EXERCISE OBJECTIVE >> Each of the entries below is to be written out exactly, and the images skipped.

Dataset entries >>
- Opening Delimiter -
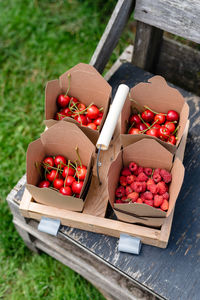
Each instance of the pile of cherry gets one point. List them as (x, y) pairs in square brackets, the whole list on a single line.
[(144, 185), (89, 116), (62, 175), (160, 125)]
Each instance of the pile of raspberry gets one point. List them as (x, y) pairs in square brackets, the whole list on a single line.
[(144, 185)]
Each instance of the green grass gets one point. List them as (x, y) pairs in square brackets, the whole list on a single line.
[(39, 40)]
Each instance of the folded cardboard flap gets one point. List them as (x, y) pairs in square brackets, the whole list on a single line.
[(160, 97), (146, 153)]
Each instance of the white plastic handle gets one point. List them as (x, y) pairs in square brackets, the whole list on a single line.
[(112, 118)]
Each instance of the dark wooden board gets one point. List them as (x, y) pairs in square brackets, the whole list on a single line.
[(171, 273)]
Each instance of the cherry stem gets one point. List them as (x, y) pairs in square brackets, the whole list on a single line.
[(145, 106), (69, 79), (38, 169), (77, 152)]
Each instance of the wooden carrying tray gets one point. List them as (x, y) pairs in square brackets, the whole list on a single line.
[(93, 216)]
- Closing Delimiter -
PROBLEM SOLUTION >>
Each instance of the pile of cherry gets one point. List them as (x, y) pairs in square brackets, the whole list on a single line.
[(144, 185), (89, 116), (62, 175), (160, 125)]
Each instance of the pile of raspberry gets one point. List them as (x, y) pairs in square brackets, the whole list on a single line.
[(144, 185)]
Each instance of the green grass gets one point. List them as (x, y) pairs in square brackets, the whole list on a single line.
[(39, 40)]
Each instance of the folded cardboard flap gets one point. List them as (x, y) pairs in square brackets, the whole list on a single line.
[(160, 97), (146, 153)]
Each instance of the white plastic handle gets one point. List them as (x, y) pairs in square brackets, the whole list on a single line.
[(112, 118)]
Each instance of the dark wooden board gets one point. List them as (x, y) pairs in square brackets, the whole list on a single line.
[(171, 273)]
Each instance of the cherry stem gets one point. List them as (x, y) pairs in square brackets, the whole list on a single line.
[(145, 106), (69, 79), (38, 169), (77, 152)]
Each instance of the wooden carrying tray gets one point. List them as (x, y) pairs in square brackets, the whole list on a single line.
[(93, 216)]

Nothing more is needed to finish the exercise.